The Evolution of Artificial Womb Technology

Emanuel Greenberg received the first patent in 1955 for illustrating an artificial uterus. He tested his design on premature newborns in order to allow them to continue growing in his exterior chamber. However, his attempt didn’t get much attention at that time. However, in 1996, researchers at Tokyo University further experimented with his design by removing a goat fetus and re-immersing it in an Extrauterine Fetal Incubation System. It was successful.

In 2002, Dr. Hung Ching Liu of Cornell University developed an artificial womb that allows embryos to grow outside of the human body. However, the experiment was terminated after six days due to ethical laws. In 2017, the closest thing to an artificial womb was disclosed by a Philadelphia research team, the Biobag. This artificial womb system was able to mimic every aspect of natural fetal life. The Biobag, which is a fluidic incubator, proved effective in sustaining the life of a lamb fetus for a period of four weeks.

 

The Promising Benefits of the Artificial Womb

In 2019, the BBC reported that scientists in the Netherlands are on the verge of developing an artificial womb that could save the lives of premature babies within 10 years. Artificial womb designs are already being offered, with infant growing chambers embedded with sensors and artificial intelligence to allow real-time data collection regarding the health and growth progress of a fetus. The chambers are filled with all the essential nutrients: heat, hormones, and oxygen. This would allow babies to grow in a controlled environment with optimum nourishment and continuous monitoring of their growth.

Since it has the potential to avoid pregnancy, it would reduce the risks associated with pregnancy and childbirth. As a result, the technology is expected to increase women’s life expectancy. In addition, it may be an ideal choice for women who do not want to go through the discomfort of pregnancy and the pain of childbirth.

Furthermore, women would no longer have to worry about not being able to have babies because of menopause since it would be possible to have babies in artificial wombs. Aside from that, women with uterine health conditions and dysfunctions would have the opportunity to have a baby. Women also wouldn’t have to leave their jobs because of a natural nine-month pregnancy. They can just keep on working while their babies grow in a safer chamber.

It may also allow people to have more children. Especially for individuals who are financially secure, having as many kids as they want would not be a terrible thing. More importantly, nations with low birth rates would have the opportunity to enhance their birth rates in order to ensure a future generation.

 

Future Concerns

Many are already concerned about technology because it has the potential to abolish the institution of marriage. For some people, the entire purpose of marriage is to have babies and raise a family. Many say that if the prospect of producing babies in a natural way was taken out of the picture, there wouldn’t be any reason for marriage to exist.

Another source of concern is the possibility of a lack of attachment that was supposed to occur between newborns and their mothers. Fetuses that would grow inside plastic chambers might not be able to have the same level of bond with their mothers as compared to babies that grow inside the natural womb.

Furthermore, since there would be no need for the existence of parents, ethical professionals are concerned that the technology could allow several giant corporations and governmental institutions to use this opportunity to mass-produce parentless babies for their own institutional agenda.

From the legal point of view, experts are concerned about how babies who are in artificial wombs should be regarded legally. In 2018 a medical ethico-legal specialist, Elizabeth Chloe Romanis suggested that the human fetus inside an artificial womb is neither a fetus nor a baby. Instead, to avoid confusion and misunderstanding she suggested the term ‘Gestateling’ to be adopted. She also recommended the articulation of pertinent ethical issues for future practices.

 

Even though the artificial womb technology is raising ethical and social concerns about the future of baby-making, scientists are assuring the world that, as crazy as it sounds, the technology is the inevitable future of baby-making.

^^^^^^^^

▶ _Problem 1_
Answer these questions from the artificial womb article:
(a) Who received the first patent for illustrating an artificial uterus in 1955?
(b) For how long did the Biobag sustain the life of a lamb fetus?
(c) What term did Elizabeth Chloe Romanis suggest for the human fetus inside an artificial womb?
▶ _Problem 2_
Reproduce everything in the artificial womb article from "Even though the" down to "future of baby-making.", word for word.
▶ _Problem 3_
Summarize the artificial womb article in three sentences.
The records that follow are not used in any way here.

^^^^^^^^

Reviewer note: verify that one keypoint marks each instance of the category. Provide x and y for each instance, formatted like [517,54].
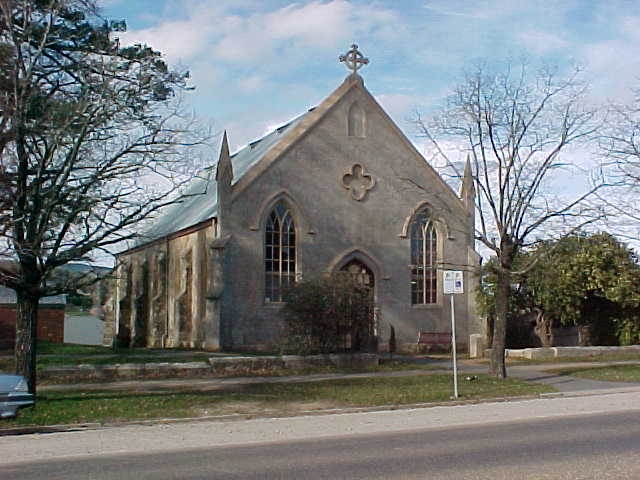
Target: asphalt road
[597,446]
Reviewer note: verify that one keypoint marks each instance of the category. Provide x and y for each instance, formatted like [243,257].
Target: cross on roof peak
[353,59]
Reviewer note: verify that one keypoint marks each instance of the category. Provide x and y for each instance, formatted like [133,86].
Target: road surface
[590,437]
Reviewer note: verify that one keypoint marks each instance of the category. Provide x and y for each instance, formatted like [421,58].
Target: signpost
[452,285]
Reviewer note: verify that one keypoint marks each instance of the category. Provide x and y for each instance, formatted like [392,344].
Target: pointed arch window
[356,121]
[424,241]
[280,252]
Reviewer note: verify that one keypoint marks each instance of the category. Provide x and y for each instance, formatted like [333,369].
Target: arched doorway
[362,337]
[361,273]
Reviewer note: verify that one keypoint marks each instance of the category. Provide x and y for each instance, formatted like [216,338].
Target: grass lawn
[261,399]
[613,373]
[605,357]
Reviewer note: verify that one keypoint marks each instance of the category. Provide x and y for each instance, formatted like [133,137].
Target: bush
[326,315]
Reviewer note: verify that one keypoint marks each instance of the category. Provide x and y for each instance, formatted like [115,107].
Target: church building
[339,188]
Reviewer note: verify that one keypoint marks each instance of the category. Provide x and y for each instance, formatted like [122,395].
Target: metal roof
[199,201]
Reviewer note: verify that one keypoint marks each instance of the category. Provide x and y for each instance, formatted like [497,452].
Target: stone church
[338,188]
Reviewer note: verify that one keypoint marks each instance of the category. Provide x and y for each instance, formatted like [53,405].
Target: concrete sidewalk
[163,436]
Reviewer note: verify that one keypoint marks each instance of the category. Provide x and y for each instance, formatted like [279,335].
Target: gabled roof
[198,203]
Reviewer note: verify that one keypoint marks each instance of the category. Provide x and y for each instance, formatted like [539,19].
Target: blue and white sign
[453,282]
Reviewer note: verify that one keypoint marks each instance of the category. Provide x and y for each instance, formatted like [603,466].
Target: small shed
[50,318]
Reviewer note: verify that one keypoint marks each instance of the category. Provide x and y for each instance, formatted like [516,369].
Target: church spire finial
[353,59]
[224,162]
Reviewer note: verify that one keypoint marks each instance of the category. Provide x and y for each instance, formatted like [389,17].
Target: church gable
[340,188]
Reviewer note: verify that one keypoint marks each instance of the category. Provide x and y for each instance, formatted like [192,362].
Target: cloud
[238,37]
[539,41]
[614,63]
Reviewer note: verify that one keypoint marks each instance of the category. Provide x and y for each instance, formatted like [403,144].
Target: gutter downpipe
[165,335]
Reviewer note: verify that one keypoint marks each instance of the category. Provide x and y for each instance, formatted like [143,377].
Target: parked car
[14,395]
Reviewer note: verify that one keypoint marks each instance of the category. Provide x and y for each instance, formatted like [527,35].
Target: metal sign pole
[453,349]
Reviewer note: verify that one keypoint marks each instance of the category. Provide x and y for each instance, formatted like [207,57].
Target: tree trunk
[543,328]
[497,366]
[26,336]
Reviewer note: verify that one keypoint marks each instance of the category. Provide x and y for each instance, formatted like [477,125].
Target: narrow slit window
[280,252]
[424,283]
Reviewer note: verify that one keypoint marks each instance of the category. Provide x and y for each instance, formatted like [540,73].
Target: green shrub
[329,314]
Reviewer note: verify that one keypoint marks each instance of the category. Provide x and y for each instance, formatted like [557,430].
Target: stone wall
[215,367]
[160,293]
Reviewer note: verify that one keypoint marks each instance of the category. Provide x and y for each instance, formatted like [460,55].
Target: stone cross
[358,182]
[354,59]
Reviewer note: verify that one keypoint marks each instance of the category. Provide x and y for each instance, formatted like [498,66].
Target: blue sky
[256,64]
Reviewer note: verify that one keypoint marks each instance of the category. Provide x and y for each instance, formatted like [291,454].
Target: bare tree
[516,128]
[90,135]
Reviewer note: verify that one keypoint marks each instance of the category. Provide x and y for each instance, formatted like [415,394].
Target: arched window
[279,253]
[424,279]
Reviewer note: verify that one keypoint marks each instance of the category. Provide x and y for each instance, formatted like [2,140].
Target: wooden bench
[430,339]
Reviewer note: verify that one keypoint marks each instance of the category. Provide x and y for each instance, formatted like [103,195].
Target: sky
[255,64]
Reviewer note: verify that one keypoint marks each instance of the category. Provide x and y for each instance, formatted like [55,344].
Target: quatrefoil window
[358,182]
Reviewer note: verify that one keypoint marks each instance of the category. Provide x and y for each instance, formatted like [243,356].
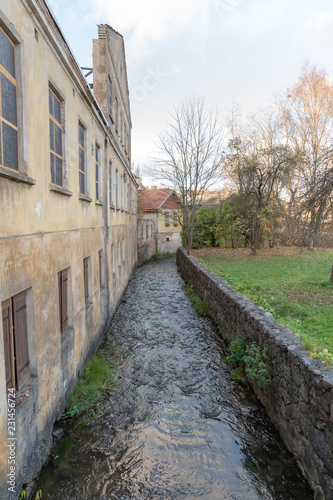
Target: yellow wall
[43,232]
[162,228]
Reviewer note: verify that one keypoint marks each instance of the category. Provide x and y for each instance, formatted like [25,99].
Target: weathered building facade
[163,208]
[67,222]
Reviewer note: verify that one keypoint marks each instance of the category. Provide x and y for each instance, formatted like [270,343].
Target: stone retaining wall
[299,399]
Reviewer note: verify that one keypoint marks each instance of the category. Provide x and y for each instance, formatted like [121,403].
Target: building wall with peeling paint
[46,228]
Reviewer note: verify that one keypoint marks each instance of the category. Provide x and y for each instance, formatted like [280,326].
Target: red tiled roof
[153,199]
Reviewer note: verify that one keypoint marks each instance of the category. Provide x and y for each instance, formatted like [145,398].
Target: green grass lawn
[291,284]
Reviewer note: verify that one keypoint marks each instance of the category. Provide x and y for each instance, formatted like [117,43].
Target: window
[116,106]
[113,264]
[117,188]
[111,201]
[97,155]
[86,275]
[125,137]
[14,322]
[9,156]
[63,299]
[56,146]
[119,260]
[122,192]
[82,170]
[100,267]
[123,251]
[110,98]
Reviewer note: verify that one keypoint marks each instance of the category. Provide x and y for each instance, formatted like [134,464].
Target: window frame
[60,125]
[117,188]
[116,113]
[83,148]
[110,99]
[87,280]
[97,171]
[111,181]
[64,293]
[20,175]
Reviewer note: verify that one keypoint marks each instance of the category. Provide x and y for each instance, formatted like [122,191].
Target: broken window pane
[7,56]
[58,140]
[56,103]
[10,147]
[51,135]
[8,100]
[52,168]
[58,171]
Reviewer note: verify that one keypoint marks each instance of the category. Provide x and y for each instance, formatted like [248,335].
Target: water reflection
[176,426]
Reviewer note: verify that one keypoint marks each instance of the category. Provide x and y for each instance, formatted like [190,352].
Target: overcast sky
[219,49]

^^^^^^^^

▶ _Answer box 1_
(a) Emanuel Greenberg
(b) Four weeks
(c) 'Gestateling'

▶ _Answer box 2_
Even though the artificial womb technology is raising ethical and social concerns about the future of baby-making, scientists are assuring the world that, as crazy as it sounds, the technology is the inevitable future of baby-making.

▶ _Answer box 3_
Artificial womb research began with Emanuel Greenberg's 1955 patent and continued through a 1996 goat fetus experiment at Tokyo University and a 2002 embryo study at Cornell, leading to the 2017 Biobag, which sustained a lamb fetus for four weeks. The promised benefits include monitored growth chambers, fewer pregnancy and childbirth risks, a chance to have babies for women past menopause or with uterine conditions, and higher birth rates for nations that need them. Concerns include the possible end of marriage, weaker bonds between mothers and newborns, mass production of parentless babies, and the legal status of the fetus, yet scientists say the technology is the inevitable future of baby-making.